== EXCERTO DO DOCUMENTO

Com a presença do Dr. Francisco Portella, Governador do Estado, realizou este benemérito Club, que homenageia o brilhante ator inglês Edmund Kean, sua 16ª récita, sábado último, 8 de março de 1890, conforme noticiamos.
Se já não estivessem perfeitamente firmados os créditos do Club Kean; se não fosse de todos conhecida a pujança de talento e força de vontade dos distintos amadores que compõem o seu corpo cênico, bastaria o resultado d'esta récita para dar-lhe um nome glorioso.
A récita teve lugar no elegante Theatro Santa Thereza, e constou do drama em 2 atos "A carteira do Marinheiro", da cançoneta "Fui ver a exposição" e da opereta fantástica em 1 ato, original do festejado escritor
Soares de Souza Júnior, "O anjo da Guarda", cuja música foi escrita pelo aplaudido maestro Baylon.
O drama, é original do capitão
Previsto Columbia e escrito numa linguagem sã e agradável, revelando o autor nessa composição extraordinária habilidade.
Sinopse
Na cena que transcorre no litoral de nosso estado, David, outrora costeiro e amigo de Augusto também costeiro, os quais na ocasião em que se passa o drama aquele é negociante rico, e estabelecido com escritório de comissões na Corte, tendo ao seu serviço navios mercantes que são despachados para Cuba; Augusto é comandante de uma galera de sua propriedade com a qual faz contínuas viagens.
Augusto no tempo em que traficava, amava extremamente uma moça em Cabo Frio, onde nesse tempo costumavam os traficantes a desembarcar os africanos que traziam a seu bordo. David que também gostara da moça e era por ela correspondido, teve com ela um filho, porém partiu deixando-a e ignorando esse fato. No drama ele revela os remorsos que o pungem por não ter dado seu nome à Leopoldina, em consequência de ter sido apresado pelos ingleses. Augusto em outra viagem que fez a Cabo Frio reconhece que a moça que amava, tinha-se entregue àquele seu amigo, recolheu o último suspiro de Leopoldina, que morreu ao dar à luz a Leopoldo.

====
== EXCERTOS DAS ENTRADAS

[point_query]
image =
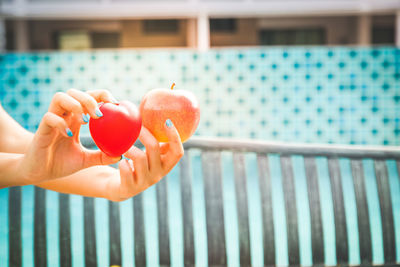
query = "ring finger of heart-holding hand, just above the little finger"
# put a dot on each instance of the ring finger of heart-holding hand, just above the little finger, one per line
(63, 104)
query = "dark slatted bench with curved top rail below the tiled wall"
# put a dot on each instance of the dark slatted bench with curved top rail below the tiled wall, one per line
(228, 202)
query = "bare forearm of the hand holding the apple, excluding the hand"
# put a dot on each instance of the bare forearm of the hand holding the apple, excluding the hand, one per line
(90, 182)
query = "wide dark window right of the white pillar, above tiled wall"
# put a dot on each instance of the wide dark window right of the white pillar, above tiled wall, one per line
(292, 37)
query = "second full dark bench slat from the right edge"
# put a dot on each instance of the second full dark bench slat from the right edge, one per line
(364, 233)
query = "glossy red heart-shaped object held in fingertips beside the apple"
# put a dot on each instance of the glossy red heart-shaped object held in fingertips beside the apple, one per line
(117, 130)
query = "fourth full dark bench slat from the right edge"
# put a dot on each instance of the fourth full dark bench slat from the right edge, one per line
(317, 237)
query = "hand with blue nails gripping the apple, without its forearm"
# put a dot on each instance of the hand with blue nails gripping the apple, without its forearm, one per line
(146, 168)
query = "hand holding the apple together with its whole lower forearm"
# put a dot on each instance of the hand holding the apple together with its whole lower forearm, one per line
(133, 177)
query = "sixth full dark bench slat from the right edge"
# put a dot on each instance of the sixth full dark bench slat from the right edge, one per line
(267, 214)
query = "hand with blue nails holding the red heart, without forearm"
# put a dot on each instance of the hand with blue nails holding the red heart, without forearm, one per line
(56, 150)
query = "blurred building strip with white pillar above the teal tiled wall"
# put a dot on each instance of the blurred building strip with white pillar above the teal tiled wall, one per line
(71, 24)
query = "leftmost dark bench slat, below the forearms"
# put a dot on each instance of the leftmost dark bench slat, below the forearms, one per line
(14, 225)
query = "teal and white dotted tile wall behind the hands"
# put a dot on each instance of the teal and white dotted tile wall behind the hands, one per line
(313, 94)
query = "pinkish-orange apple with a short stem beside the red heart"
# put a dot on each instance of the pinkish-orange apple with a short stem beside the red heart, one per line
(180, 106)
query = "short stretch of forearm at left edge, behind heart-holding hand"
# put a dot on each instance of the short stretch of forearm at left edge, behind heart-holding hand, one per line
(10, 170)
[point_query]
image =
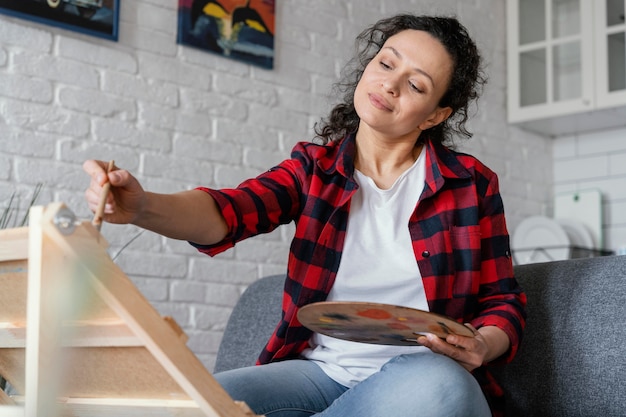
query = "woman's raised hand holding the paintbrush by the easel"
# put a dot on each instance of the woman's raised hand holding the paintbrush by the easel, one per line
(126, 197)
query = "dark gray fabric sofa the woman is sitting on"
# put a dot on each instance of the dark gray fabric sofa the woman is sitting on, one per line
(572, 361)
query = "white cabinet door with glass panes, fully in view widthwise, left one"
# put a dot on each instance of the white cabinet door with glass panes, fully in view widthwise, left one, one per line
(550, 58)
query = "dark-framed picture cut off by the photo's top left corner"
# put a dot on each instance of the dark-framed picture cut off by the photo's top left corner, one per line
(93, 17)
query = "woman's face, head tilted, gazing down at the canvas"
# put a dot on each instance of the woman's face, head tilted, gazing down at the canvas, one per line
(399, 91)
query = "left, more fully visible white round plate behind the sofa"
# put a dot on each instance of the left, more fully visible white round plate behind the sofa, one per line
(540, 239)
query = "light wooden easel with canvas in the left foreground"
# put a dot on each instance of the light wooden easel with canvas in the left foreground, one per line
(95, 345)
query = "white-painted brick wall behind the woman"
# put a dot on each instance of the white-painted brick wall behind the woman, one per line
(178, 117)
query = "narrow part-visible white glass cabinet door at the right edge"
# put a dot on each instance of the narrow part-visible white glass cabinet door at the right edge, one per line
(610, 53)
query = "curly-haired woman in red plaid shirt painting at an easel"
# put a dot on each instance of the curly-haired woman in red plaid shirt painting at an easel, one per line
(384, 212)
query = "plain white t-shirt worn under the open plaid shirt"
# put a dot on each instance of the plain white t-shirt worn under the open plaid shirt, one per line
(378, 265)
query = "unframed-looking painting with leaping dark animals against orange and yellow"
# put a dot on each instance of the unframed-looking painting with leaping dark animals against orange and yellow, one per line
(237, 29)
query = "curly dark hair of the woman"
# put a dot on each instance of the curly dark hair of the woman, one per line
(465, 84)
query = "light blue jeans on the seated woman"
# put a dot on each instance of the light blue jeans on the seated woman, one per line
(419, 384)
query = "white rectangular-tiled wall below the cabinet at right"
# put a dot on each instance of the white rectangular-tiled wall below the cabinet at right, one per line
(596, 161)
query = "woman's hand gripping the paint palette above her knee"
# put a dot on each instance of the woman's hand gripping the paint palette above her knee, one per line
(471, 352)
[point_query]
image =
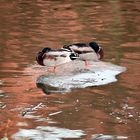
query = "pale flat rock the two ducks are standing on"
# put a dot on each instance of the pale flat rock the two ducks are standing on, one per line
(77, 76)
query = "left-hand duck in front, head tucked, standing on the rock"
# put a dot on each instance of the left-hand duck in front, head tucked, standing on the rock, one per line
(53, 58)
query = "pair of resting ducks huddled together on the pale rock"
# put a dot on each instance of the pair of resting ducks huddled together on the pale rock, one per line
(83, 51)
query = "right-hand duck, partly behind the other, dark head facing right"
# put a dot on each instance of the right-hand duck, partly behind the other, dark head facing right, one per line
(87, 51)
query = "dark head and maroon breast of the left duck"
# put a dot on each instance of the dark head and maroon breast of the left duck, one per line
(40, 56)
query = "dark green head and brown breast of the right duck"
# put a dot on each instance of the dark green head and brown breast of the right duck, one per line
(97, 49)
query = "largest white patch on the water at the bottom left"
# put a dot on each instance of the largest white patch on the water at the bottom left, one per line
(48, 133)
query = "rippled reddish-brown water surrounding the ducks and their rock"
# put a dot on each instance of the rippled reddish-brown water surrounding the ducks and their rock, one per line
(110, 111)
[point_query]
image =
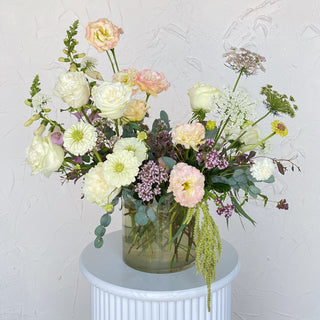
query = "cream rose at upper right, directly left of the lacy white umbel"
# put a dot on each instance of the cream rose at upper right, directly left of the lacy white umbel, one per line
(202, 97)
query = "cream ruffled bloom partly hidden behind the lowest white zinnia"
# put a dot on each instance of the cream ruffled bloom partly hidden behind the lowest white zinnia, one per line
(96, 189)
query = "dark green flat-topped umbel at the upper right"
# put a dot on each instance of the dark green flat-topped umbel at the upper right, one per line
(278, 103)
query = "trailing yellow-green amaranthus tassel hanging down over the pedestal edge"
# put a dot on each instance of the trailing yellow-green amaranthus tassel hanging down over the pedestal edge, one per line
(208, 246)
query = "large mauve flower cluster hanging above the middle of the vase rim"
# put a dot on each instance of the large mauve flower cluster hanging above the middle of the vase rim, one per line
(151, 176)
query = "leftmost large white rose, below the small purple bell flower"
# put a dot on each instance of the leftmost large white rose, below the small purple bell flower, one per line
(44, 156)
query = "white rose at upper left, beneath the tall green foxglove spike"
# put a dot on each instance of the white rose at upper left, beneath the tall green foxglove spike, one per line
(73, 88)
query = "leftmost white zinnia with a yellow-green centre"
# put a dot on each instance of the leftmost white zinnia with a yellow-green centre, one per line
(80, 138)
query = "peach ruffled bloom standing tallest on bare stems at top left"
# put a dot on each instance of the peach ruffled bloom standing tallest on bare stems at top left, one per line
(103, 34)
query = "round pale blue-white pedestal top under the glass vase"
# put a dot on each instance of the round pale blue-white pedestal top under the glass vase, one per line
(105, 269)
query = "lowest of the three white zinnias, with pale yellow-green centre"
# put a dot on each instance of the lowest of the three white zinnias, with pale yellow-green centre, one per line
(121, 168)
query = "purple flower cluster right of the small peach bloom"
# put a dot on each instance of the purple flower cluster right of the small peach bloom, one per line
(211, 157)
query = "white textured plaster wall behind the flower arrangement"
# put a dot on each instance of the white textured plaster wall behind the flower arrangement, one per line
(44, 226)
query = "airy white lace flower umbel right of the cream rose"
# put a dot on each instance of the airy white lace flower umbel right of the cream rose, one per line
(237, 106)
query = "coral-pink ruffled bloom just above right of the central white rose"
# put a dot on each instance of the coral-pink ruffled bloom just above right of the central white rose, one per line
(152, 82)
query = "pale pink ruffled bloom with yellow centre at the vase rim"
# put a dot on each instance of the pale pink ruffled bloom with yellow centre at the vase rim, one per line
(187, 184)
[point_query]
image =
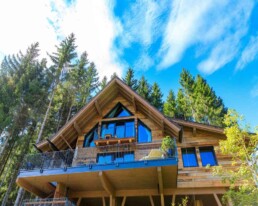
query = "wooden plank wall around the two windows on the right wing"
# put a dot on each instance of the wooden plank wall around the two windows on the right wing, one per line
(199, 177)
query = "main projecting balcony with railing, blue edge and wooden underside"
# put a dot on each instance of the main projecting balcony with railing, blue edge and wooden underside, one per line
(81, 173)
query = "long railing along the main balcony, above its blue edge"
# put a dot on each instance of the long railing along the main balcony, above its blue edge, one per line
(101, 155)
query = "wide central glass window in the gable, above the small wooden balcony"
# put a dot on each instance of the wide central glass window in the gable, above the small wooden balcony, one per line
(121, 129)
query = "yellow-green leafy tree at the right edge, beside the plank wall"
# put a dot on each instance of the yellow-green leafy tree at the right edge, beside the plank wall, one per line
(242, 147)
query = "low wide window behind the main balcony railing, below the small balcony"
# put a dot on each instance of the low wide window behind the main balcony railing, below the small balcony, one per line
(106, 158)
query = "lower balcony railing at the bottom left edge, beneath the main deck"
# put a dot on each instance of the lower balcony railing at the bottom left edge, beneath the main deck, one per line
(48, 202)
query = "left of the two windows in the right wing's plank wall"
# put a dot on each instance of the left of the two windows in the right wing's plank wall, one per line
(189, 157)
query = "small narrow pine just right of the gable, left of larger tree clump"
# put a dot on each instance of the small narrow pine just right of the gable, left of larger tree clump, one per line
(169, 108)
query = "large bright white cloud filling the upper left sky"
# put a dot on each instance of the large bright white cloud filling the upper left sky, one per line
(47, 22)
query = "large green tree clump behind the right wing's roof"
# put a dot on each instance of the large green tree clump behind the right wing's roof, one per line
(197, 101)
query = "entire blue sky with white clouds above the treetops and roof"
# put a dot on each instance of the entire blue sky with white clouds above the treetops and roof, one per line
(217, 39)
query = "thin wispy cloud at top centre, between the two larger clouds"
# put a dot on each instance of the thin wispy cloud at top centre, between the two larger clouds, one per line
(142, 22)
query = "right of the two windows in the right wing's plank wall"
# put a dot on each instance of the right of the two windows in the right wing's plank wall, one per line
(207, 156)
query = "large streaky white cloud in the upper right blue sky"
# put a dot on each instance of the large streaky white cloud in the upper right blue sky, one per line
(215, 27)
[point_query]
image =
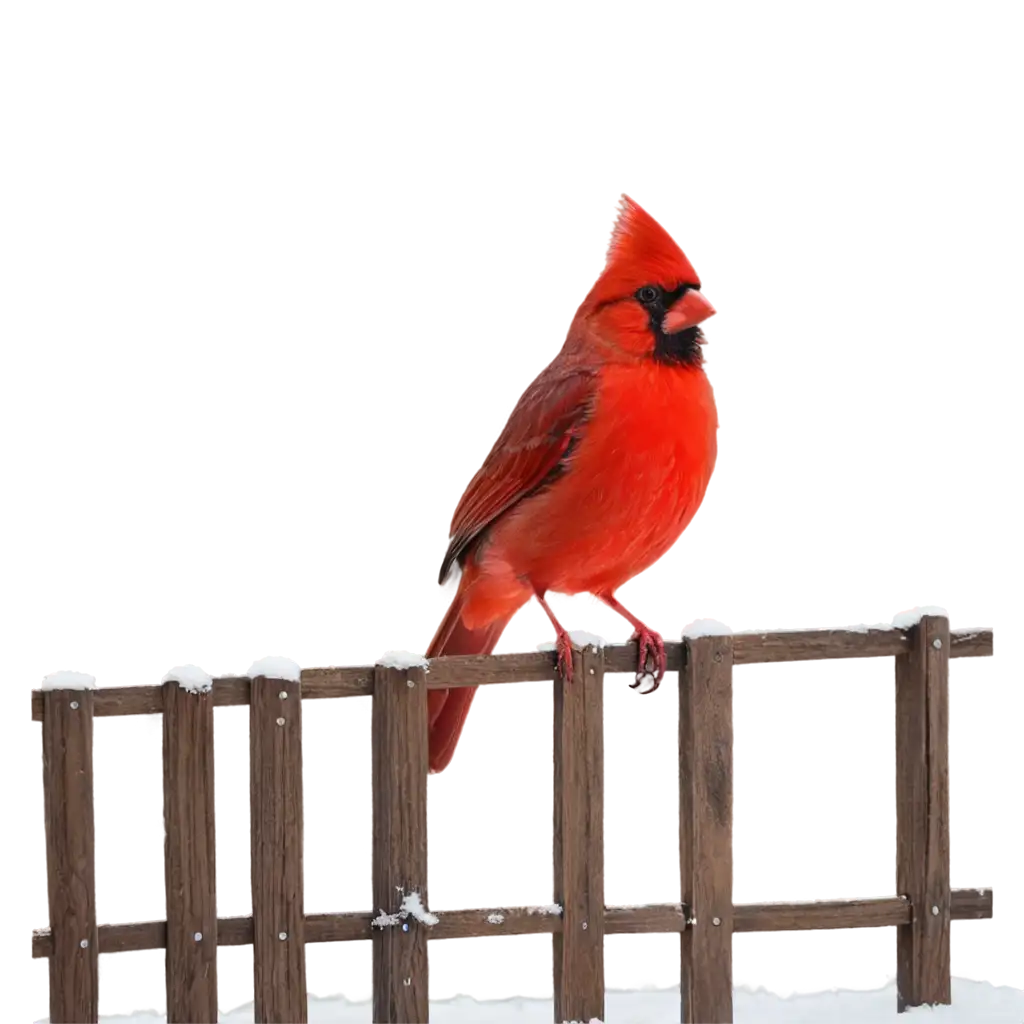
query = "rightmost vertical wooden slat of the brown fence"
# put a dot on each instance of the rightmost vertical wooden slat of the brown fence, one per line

====

### [ENUNCIADO DA TAREFA]
Reproduza sem alterações um trecho do texto sobre a récita do Club Kean: comece nas palavras "A récita teve" e pare depois de "faz contínuas viagens.".

### [RESPOSTA]
A récita teve lugar no elegante Theatro Santa Thereza, e constou do drama em 2 atos "A carteira do Marinheiro", da cançoneta "Fui ver a exposição" e da opereta fantástica em 1 ato, original do festejado escritor
Soares de Souza Júnior, "O anjo da Guarda", cuja música foi escrita pelo aplaudido maestro Baylon.
O drama, é original do capitão
Previsto Columbia e escrito numa linguagem sã e agradável, revelando o autor nessa composição extraordinária habilidade.
Sinopse
Na cena que transcorre no litoral de nosso estado, David, outrora costeiro e amigo de Augusto também costeiro, os quais na ocasião em que se passa o drama aquele é negociante rico, e estabelecido com escritório de comissões na Corte, tendo ao seu serviço navios mercantes que são despachados para Cuba; Augusto é comandante de uma galera de sua propriedade com a qual faz contínuas viagens.